» To be done:
Copy out word for word the entries below from the line containing "Objective — one marker on every instance of the tree foliage" through the final line, including both.

──────── Dataset content ────────

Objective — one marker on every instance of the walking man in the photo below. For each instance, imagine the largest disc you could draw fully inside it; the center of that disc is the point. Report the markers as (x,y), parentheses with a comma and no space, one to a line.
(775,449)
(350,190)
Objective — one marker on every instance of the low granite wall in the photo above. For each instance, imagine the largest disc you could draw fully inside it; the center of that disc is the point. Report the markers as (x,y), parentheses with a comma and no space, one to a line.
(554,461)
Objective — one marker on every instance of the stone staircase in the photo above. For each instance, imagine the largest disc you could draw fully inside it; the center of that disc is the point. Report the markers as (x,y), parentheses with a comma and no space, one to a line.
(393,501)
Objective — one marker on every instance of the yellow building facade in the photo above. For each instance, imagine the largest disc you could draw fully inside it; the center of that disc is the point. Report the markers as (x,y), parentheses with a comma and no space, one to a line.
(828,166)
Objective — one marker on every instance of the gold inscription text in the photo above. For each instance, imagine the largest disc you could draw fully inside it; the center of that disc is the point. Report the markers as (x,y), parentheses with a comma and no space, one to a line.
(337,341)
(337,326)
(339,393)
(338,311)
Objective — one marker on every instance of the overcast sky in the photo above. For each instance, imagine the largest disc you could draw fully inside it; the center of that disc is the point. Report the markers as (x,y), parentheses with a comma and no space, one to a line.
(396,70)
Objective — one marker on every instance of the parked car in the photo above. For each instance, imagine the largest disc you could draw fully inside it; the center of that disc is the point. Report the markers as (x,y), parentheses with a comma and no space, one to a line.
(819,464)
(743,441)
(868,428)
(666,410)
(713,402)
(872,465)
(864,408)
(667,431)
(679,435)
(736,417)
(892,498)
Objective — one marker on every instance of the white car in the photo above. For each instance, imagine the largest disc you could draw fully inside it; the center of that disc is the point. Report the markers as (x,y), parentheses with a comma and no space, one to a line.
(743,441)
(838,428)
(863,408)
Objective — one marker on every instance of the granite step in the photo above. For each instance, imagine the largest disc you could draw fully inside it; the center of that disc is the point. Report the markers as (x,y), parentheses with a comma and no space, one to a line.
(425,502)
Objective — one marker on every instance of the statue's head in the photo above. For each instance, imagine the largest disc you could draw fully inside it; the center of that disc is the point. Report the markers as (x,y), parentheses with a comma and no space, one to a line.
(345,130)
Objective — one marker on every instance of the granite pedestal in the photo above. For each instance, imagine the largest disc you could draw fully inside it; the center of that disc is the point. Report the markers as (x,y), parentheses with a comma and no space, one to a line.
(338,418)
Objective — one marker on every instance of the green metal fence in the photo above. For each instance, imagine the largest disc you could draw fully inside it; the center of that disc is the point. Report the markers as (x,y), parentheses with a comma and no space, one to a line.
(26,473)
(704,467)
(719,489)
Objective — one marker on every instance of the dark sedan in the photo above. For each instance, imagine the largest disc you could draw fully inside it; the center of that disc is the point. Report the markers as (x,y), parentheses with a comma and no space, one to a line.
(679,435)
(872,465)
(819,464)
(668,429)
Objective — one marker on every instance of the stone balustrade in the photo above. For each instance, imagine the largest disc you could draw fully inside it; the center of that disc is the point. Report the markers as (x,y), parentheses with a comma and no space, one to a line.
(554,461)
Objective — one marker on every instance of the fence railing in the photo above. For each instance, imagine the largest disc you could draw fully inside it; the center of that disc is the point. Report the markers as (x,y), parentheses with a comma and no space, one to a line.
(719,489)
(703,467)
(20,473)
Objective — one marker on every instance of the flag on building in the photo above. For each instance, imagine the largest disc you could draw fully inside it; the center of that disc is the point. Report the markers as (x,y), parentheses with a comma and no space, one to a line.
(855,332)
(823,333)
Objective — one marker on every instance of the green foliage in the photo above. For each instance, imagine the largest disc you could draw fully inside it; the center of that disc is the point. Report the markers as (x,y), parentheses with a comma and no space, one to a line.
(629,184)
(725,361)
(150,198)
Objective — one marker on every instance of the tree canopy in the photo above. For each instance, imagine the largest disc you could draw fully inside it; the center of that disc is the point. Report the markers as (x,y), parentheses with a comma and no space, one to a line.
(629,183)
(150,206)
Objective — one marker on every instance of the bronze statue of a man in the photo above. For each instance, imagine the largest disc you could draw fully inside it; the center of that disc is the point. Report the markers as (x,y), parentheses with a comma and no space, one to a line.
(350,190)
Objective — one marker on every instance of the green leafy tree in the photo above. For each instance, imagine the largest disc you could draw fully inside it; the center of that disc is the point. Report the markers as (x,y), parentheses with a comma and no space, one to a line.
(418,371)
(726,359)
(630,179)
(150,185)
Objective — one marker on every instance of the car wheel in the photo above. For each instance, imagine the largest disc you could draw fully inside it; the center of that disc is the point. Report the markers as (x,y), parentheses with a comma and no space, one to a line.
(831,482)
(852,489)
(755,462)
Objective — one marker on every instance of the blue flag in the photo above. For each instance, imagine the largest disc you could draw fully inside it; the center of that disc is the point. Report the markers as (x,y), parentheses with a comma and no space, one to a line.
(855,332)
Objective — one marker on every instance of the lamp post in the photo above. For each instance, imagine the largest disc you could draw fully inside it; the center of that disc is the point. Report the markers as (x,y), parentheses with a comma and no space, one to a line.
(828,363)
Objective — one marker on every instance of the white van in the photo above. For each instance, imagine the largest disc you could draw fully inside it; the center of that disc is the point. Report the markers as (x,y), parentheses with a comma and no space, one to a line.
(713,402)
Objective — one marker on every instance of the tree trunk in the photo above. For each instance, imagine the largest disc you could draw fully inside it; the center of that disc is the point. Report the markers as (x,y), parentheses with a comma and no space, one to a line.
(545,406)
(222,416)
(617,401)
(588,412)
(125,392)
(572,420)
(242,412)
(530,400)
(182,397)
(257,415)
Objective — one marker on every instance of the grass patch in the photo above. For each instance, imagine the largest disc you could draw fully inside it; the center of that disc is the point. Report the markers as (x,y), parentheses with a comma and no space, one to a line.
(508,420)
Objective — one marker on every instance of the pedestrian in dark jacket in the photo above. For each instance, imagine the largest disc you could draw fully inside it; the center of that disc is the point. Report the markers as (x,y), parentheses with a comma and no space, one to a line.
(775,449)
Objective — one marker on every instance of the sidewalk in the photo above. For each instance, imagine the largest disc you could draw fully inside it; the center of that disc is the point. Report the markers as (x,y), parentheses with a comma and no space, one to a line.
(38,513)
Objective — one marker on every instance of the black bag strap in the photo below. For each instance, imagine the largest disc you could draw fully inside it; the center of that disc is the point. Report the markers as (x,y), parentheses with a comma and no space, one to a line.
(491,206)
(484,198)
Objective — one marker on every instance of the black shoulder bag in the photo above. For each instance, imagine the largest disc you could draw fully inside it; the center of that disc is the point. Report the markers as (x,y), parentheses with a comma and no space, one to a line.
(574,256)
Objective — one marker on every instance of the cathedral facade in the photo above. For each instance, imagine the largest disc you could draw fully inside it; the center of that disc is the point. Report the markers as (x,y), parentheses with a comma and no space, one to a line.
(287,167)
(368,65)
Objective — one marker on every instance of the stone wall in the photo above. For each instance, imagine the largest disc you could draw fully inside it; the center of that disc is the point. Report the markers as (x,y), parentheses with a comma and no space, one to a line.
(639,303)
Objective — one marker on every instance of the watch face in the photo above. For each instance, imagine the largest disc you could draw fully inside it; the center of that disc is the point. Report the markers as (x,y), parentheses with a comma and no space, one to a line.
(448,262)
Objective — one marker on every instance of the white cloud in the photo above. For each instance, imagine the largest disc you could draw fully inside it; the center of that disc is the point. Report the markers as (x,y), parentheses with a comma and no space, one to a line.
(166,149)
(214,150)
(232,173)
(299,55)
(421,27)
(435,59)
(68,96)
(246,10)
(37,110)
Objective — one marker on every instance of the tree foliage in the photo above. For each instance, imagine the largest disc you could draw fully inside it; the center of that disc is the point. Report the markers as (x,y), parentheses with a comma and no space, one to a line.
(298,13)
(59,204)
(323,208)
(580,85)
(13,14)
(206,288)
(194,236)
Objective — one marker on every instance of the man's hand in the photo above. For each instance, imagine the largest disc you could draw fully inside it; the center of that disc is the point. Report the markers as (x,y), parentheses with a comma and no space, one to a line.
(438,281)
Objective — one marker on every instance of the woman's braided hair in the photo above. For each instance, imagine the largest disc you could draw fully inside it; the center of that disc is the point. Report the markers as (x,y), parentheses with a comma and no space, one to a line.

────────

» Output:
Objective — one marker on every instance of the tree foliage in the photo above. For each instance, imagine the largest disc you could draw fully inside it; the center of that disc is the point. Report the markers as (x,y), parentheses with a comma and no space, one to a line.
(298,13)
(59,204)
(323,208)
(580,85)
(13,14)
(206,288)
(194,236)
Objective — one marker on every instance of the man's hand in the photo above. For each instance, imagine the largest disc you could draw fully inside it; the center of that disc is the point. Report the markers as (x,y), parentheses with a comma and no space, one to a line.
(438,281)
Objective — one marker on every instance of the woman's braided hair in the photo above. For each instance, imagine the largest disc you could draw fully inside it; the center of that disc is the point. Report the markers as (x,y), parentheses with a comma and no space, one to a line.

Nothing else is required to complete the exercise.